**Tasks to perform**:
• a. How does this sentence from the article on George D. Prentice read in Spanish: "The Thanksgiving tradition dates to 1621, when Pilgrims and Native Americans feasted in Plymouth, Mass."?
• b. Can you continue the article on George D. Prentice from the point where it stops?

**Text provided**:
◆ ◆ ◆ ◆ ◆ ◆ ◆
By Berry Craig
NKyTribune columnist
George D. Prentice, sharp-penned Civil War editor of the Louisville Journal, was not an Abraham Lincoln fan.
Even so, he was all in for the president’s “day of Thanksgiving and Praise to our beneficent Father who dwelleth in the Heavens,” Nov. 26, 1863.
“The spectacle of a whole nation at one instant of time pouring forth its united thankfulness to the Creator of all good is one at which even the angels rejoice,” declared an unsigned Thanksgiving day editorial that Prentice almost certainly wrote.
The editor’s white stone statue outside the Louisville Free Public Library downtown is a local landmark. Like most Kentuckians, Prentice was a conservative unionist who opposed secession but did not share Lincoln’s anti-slavery views.
Nonetheless, he praised the president’s Thanksgiving proclamation, which Secretary of State William H. Seward evidently wrote for Lincoln.
The Thanksgiving tradition dates to 1621, when Pilgrims and Native Americans feasted in Plymouth, Mass. After 1863, Thanksgiving grew into an annual national holiday.
Prentice and other pro-Union Kentuckians were thankful that their side was finally winning the war in November, 1863. But the death toll was still rising on both sides.
“…There are widowed hearts all over the land; there are orphans’ tears; there are sighs of sisters bereft; and groans of childless parents; the sombre dresses which indicate sad hearts, meet us everywhere,” the editorial reminded Journal readers.
George and Harriett Prentice were grieving parents. The war claimed their oldest son at age 25. In September, 1862, Courtland Prentice was mortally wounded in the battle of Augusta, Ky.—fighting for the Confederacy.
The war sharply split the Prentices and many other Kentucky families. George made the Journal the state’s most important Union paper. Harriett was a Southern sympathizer, which must have made for some interesting pillow talk.
Clarence, Courtland’s kid brother, also joined his father’s foes. The Yankees captured and released him, and he survived America’s most lethal conflict.
◆ ◆ ◆ ◆ ◆ ◆ ◆
[Saved data entries]
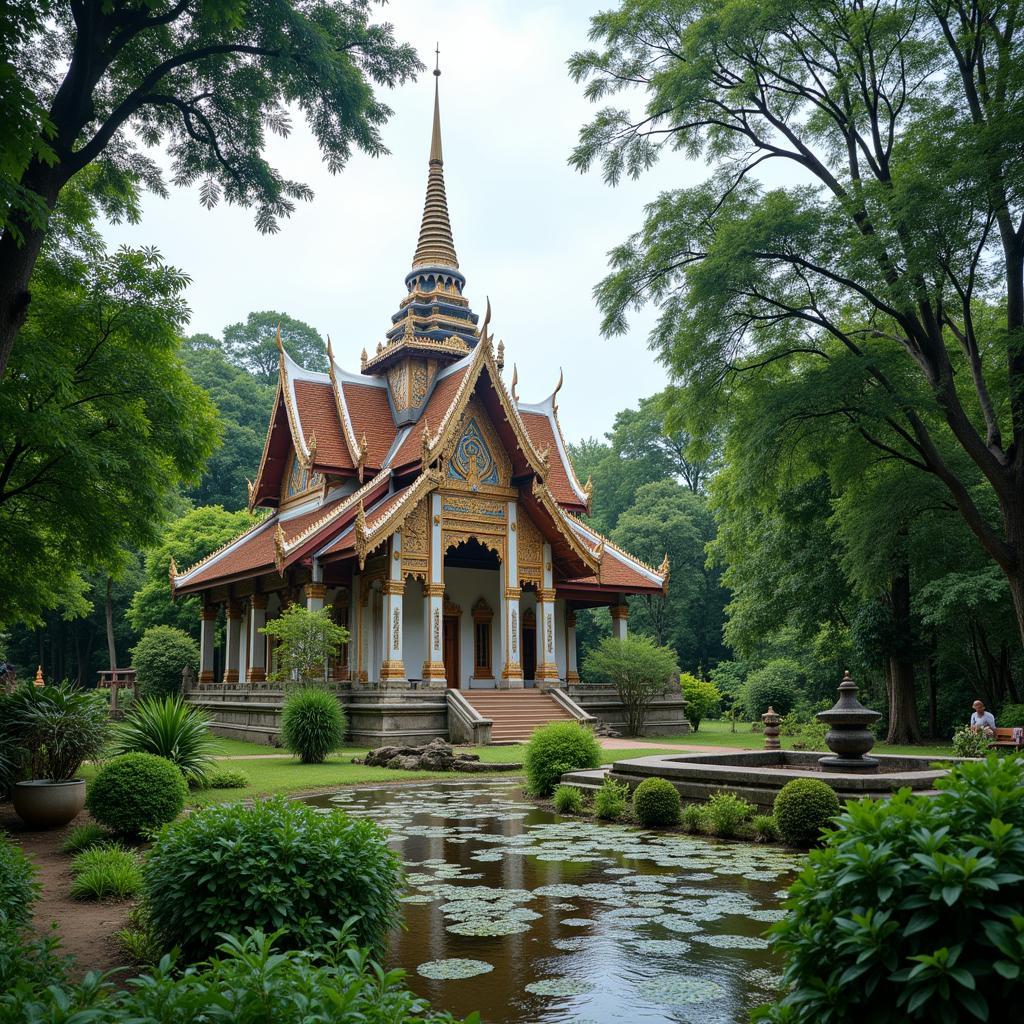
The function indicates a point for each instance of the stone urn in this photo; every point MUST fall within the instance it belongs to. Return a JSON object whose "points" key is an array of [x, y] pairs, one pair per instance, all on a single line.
{"points": [[849, 737], [43, 804]]}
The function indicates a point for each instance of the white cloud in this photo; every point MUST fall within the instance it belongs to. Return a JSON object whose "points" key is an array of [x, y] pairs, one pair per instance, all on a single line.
{"points": [[530, 232]]}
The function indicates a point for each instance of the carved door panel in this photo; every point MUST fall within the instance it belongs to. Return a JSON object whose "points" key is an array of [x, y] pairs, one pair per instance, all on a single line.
{"points": [[451, 644]]}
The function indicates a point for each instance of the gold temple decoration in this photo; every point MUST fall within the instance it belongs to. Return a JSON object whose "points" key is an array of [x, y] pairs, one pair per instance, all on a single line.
{"points": [[435, 246]]}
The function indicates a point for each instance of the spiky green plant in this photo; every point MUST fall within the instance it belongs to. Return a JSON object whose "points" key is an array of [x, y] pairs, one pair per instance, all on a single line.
{"points": [[172, 729]]}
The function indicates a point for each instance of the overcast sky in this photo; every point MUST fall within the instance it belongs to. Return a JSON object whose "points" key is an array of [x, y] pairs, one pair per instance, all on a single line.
{"points": [[529, 231]]}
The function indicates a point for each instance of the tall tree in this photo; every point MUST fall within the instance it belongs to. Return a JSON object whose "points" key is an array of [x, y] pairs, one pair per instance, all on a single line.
{"points": [[98, 419], [898, 229], [244, 404], [253, 344], [87, 80]]}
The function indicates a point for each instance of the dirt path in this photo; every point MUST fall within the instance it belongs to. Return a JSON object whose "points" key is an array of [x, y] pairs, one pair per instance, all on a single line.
{"points": [[86, 930]]}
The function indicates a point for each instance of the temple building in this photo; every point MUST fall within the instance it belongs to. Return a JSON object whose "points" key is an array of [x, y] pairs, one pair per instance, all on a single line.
{"points": [[435, 513]]}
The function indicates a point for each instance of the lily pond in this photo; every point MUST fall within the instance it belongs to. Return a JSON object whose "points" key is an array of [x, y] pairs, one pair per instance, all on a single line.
{"points": [[528, 916]]}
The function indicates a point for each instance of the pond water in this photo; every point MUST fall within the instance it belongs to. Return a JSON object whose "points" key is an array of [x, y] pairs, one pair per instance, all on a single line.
{"points": [[529, 916]]}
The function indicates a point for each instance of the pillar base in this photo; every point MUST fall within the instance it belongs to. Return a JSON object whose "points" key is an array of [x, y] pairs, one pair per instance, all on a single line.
{"points": [[433, 672], [393, 671]]}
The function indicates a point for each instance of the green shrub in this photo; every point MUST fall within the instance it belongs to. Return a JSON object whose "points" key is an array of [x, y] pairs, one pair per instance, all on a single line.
{"points": [[556, 749], [226, 778], [107, 871], [160, 657], [611, 800], [968, 743], [249, 981], [911, 911], [18, 889], [568, 800], [702, 698], [275, 865], [84, 837], [172, 729], [693, 818], [803, 808], [726, 812], [52, 729], [1011, 715], [775, 685], [656, 803], [135, 793], [312, 724]]}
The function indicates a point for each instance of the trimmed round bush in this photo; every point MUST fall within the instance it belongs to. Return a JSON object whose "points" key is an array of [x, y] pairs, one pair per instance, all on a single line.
{"points": [[276, 864], [803, 808], [18, 890], [656, 803], [556, 749], [773, 686], [910, 910], [312, 724], [160, 657], [136, 793]]}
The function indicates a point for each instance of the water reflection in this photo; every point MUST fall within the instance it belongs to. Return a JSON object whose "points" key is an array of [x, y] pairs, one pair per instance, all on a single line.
{"points": [[578, 923]]}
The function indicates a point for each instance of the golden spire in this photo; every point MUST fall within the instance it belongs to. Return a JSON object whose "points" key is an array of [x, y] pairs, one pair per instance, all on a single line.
{"points": [[436, 247]]}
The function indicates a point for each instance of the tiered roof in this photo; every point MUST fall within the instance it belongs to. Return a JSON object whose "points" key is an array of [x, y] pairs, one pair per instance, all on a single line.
{"points": [[368, 462]]}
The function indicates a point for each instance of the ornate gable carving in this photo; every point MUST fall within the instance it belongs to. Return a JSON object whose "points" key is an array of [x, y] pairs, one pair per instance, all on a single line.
{"points": [[476, 459]]}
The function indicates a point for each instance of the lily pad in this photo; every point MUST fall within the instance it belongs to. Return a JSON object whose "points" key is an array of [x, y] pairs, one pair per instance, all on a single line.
{"points": [[454, 970]]}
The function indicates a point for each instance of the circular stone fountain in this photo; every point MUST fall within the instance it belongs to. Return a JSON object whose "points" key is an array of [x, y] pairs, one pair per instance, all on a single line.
{"points": [[849, 737]]}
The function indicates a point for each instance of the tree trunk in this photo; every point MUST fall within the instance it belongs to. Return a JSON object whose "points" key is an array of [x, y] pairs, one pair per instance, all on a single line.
{"points": [[903, 727], [112, 648]]}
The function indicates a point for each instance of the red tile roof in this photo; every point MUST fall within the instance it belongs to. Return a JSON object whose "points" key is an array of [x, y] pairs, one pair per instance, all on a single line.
{"points": [[437, 404], [318, 417], [370, 414]]}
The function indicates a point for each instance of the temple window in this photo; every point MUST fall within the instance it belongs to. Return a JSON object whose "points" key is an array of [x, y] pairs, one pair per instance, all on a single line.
{"points": [[482, 621]]}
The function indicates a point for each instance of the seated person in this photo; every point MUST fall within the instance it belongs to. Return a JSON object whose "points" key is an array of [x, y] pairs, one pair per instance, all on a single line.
{"points": [[981, 720]]}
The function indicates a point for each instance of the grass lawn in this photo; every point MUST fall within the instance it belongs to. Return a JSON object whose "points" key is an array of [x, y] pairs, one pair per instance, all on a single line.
{"points": [[720, 734]]}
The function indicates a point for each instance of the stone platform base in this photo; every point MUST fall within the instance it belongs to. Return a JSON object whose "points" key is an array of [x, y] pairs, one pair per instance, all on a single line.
{"points": [[758, 775]]}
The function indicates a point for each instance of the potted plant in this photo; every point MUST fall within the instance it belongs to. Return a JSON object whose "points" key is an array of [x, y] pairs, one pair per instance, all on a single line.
{"points": [[51, 730]]}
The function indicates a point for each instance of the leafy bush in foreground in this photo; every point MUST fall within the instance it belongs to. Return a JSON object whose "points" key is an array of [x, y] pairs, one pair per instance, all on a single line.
{"points": [[135, 793], [279, 865], [172, 729], [18, 889], [312, 724], [568, 800], [803, 808], [556, 749], [911, 910], [611, 801], [249, 981], [656, 803]]}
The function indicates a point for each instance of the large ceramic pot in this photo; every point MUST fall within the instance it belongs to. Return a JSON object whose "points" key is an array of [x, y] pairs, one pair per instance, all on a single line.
{"points": [[42, 804]]}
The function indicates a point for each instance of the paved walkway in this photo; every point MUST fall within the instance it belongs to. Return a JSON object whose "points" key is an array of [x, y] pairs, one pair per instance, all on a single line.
{"points": [[625, 743]]}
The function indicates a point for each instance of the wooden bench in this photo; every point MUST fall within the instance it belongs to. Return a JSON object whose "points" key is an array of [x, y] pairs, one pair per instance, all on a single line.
{"points": [[1005, 737]]}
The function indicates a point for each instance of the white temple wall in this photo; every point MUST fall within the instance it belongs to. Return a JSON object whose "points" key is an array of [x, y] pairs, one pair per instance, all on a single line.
{"points": [[414, 639]]}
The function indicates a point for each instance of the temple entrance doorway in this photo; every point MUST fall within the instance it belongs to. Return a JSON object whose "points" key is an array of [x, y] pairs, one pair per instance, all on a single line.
{"points": [[451, 648]]}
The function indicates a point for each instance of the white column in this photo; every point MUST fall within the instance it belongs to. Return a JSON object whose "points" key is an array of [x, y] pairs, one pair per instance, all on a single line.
{"points": [[571, 668], [433, 598], [232, 614], [208, 623], [547, 670], [393, 668], [511, 678], [257, 642], [620, 619]]}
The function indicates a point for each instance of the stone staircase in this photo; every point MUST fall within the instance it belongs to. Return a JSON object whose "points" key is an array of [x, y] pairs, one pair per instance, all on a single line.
{"points": [[516, 713]]}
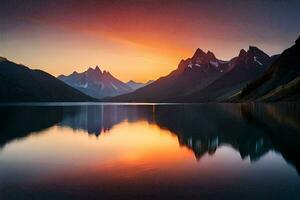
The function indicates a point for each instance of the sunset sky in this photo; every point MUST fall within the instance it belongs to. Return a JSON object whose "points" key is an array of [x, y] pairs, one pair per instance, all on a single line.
{"points": [[139, 39]]}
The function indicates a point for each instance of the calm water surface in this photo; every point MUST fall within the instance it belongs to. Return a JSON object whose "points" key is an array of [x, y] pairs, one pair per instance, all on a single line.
{"points": [[204, 151]]}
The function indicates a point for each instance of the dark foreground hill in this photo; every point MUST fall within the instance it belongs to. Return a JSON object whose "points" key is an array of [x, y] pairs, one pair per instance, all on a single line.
{"points": [[281, 82], [21, 84]]}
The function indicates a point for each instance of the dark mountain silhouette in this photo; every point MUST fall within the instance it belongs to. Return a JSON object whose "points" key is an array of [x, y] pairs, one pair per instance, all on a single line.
{"points": [[246, 67], [192, 74], [19, 84], [280, 82], [96, 83]]}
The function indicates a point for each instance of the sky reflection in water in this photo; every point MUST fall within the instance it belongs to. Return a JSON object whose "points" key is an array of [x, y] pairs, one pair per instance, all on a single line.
{"points": [[151, 151]]}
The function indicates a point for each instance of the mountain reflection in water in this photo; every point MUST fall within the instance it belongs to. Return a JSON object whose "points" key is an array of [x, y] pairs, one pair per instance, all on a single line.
{"points": [[146, 136]]}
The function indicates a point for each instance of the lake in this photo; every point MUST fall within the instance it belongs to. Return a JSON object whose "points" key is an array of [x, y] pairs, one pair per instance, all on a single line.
{"points": [[150, 151]]}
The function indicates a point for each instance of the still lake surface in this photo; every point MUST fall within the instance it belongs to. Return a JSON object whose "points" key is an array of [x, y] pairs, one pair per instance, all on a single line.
{"points": [[150, 151]]}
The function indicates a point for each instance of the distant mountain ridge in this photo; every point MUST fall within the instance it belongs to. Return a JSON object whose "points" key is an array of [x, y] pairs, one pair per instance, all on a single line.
{"points": [[246, 67], [96, 83], [21, 84], [203, 77]]}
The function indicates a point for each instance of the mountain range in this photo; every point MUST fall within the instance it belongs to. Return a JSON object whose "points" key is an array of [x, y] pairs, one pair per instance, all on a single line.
{"points": [[250, 76], [98, 84], [280, 82], [203, 77], [18, 83]]}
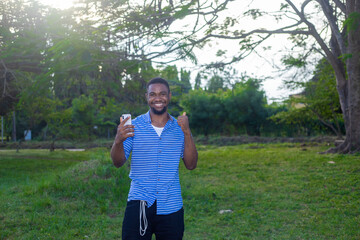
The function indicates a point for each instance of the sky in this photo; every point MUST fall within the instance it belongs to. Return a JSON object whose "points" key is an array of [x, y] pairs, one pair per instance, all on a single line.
{"points": [[263, 65]]}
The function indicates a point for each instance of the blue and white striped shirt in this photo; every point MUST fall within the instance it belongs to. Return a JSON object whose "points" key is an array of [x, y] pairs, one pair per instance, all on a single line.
{"points": [[155, 164]]}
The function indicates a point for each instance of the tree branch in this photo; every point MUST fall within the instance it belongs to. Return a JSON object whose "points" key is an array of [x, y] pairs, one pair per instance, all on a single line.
{"points": [[340, 5]]}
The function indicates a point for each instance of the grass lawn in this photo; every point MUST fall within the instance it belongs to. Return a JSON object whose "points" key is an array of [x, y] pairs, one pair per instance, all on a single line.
{"points": [[271, 191]]}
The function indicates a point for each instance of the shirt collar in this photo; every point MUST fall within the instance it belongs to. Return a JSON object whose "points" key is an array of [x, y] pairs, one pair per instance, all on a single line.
{"points": [[148, 118]]}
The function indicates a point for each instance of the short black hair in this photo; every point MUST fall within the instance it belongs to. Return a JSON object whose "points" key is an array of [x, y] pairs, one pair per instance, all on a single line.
{"points": [[158, 80]]}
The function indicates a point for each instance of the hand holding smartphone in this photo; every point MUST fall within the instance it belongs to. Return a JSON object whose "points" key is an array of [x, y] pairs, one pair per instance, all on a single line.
{"points": [[124, 116]]}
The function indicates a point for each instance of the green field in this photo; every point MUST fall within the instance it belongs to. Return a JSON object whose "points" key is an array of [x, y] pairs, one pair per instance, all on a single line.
{"points": [[272, 191]]}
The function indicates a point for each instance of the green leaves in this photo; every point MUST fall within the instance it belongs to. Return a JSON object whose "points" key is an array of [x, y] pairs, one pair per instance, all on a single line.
{"points": [[352, 22]]}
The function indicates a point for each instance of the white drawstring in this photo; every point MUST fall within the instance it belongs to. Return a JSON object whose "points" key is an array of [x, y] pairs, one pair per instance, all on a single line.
{"points": [[143, 215]]}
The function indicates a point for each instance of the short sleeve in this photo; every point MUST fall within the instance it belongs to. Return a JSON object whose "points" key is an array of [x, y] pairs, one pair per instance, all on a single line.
{"points": [[182, 149], [128, 144]]}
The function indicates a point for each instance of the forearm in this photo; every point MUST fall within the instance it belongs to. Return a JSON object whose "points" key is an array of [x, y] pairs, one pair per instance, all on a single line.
{"points": [[190, 152], [118, 154]]}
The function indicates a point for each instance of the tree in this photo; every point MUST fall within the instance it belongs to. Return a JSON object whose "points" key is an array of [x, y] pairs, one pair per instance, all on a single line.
{"points": [[205, 111], [320, 97], [245, 106], [215, 83], [336, 37]]}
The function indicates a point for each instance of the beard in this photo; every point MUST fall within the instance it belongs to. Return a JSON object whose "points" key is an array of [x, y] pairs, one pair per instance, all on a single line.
{"points": [[161, 112]]}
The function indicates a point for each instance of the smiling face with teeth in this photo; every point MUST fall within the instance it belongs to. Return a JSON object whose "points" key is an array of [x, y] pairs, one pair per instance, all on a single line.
{"points": [[158, 98]]}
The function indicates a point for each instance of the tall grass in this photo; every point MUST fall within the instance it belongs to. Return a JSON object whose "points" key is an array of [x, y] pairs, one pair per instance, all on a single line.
{"points": [[273, 191]]}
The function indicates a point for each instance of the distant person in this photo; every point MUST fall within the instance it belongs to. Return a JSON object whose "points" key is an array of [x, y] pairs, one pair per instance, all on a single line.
{"points": [[157, 142]]}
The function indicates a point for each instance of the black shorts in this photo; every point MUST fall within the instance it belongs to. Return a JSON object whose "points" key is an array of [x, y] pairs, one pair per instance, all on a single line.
{"points": [[164, 227]]}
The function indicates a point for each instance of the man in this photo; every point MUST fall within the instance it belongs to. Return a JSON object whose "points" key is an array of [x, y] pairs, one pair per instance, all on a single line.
{"points": [[157, 142]]}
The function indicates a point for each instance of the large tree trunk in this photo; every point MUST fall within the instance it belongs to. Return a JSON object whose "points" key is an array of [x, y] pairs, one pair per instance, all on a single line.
{"points": [[349, 89]]}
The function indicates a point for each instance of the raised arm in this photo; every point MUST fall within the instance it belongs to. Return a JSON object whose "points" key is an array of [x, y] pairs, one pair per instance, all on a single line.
{"points": [[190, 152]]}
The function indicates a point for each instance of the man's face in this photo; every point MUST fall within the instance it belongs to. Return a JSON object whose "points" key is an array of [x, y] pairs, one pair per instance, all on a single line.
{"points": [[158, 98]]}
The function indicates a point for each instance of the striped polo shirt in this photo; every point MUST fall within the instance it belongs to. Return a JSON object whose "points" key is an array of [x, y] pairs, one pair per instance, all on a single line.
{"points": [[155, 164]]}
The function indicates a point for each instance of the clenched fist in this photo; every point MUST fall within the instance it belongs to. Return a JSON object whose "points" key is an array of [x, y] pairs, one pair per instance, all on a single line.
{"points": [[123, 132]]}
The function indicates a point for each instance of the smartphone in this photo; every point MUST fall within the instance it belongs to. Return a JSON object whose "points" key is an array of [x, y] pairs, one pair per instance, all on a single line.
{"points": [[124, 116]]}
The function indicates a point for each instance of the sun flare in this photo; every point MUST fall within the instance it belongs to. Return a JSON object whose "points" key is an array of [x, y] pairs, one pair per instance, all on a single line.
{"points": [[62, 4]]}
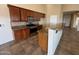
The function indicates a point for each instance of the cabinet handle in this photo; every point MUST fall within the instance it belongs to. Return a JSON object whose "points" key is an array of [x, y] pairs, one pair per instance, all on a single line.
{"points": [[0, 25]]}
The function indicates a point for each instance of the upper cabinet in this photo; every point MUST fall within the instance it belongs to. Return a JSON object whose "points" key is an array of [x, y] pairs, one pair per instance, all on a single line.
{"points": [[21, 14], [14, 13]]}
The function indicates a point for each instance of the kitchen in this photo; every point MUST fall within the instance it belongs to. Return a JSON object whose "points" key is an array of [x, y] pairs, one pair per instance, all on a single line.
{"points": [[22, 24]]}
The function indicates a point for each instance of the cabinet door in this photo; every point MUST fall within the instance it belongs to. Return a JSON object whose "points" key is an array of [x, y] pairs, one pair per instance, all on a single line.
{"points": [[14, 13], [18, 34], [25, 33], [24, 16]]}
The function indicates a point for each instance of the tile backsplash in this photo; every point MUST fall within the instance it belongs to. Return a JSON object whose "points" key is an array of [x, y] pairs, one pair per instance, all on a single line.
{"points": [[22, 23]]}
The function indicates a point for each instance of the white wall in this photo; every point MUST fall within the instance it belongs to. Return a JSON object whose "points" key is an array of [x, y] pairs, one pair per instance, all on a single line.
{"points": [[67, 19], [54, 9], [53, 40], [5, 30]]}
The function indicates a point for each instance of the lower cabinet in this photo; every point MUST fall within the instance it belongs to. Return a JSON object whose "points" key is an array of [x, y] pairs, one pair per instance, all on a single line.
{"points": [[21, 34], [42, 40]]}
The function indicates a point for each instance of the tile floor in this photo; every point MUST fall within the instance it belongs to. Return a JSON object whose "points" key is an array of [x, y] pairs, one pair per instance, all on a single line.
{"points": [[69, 44], [26, 47]]}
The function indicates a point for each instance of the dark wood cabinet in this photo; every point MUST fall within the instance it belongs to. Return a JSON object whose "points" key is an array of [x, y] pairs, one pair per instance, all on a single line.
{"points": [[21, 34], [24, 15], [14, 13], [25, 33], [20, 14]]}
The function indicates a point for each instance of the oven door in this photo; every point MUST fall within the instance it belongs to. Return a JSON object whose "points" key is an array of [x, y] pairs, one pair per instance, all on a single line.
{"points": [[33, 30]]}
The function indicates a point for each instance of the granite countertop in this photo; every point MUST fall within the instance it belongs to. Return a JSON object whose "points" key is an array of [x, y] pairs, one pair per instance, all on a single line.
{"points": [[19, 27]]}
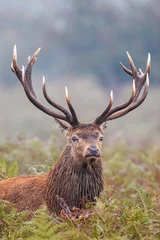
◆ ◆ ◆ ◆ ◆ ◆ ◆
**Task answers**:
• a. La tradición de Acción de Gracias se remonta a 1621, cuando los peregrinos y los nativos americanos celebraron un banquete en Plymouth, Massachusetts.

• b.
The Journal editorial regretted that the people “cannot, as in years agone, be thankful for the blessings of peace.” Prentice, or whoever penned it, blamed the war on “bad men” -– meaning Southern secessionists and Northern abolitionists — who “to attain their own selfish ends, have ‘let slip the dogs of war.’” Consequently, “brother stands arrayed against brother, and the son thirsts for the father’s blood.”
Though they were Rebel officers, the Prentice siblings evidently were not estranged from their father. The Journal published Courtland’s obituary; Prentice wrote a poem mourning the loss of his son.
While “the hand of Heaven’s chastisement is heavy upon us,” God’s “judgment is still tempered with mercy,” according to the Journal. “Though the red blood of our purest and best tinges the glad streams and colors the fallen November leaves that lie along their borders; though the rattle of musketry, the whizzing of shell, and the roar of cannon, have taken the place of the babbling brooks, the rustling leaves, and the sighing winds; though man, in defiant pride, seems eager to destroy God’s own work, yet still ‘the one sure wind blows on above.’”
If Prentice authored the editorial, he might have been thinking of his slain son in composing its conclusion: “On this our day of Thanksgiving shall [families grieving lost loved ones] …be forgotten? Not so! But with renewed and redoubled tenderness we will bear them on our hearts before Jehovah’s throne, and petition His mercy to alleviate their sorrows.”
In another editorial, the Journal blessed a Thanksgiving day drive in which local churches were collecting money “for the benefit of the sick and wounded soldiers, or the families of such.”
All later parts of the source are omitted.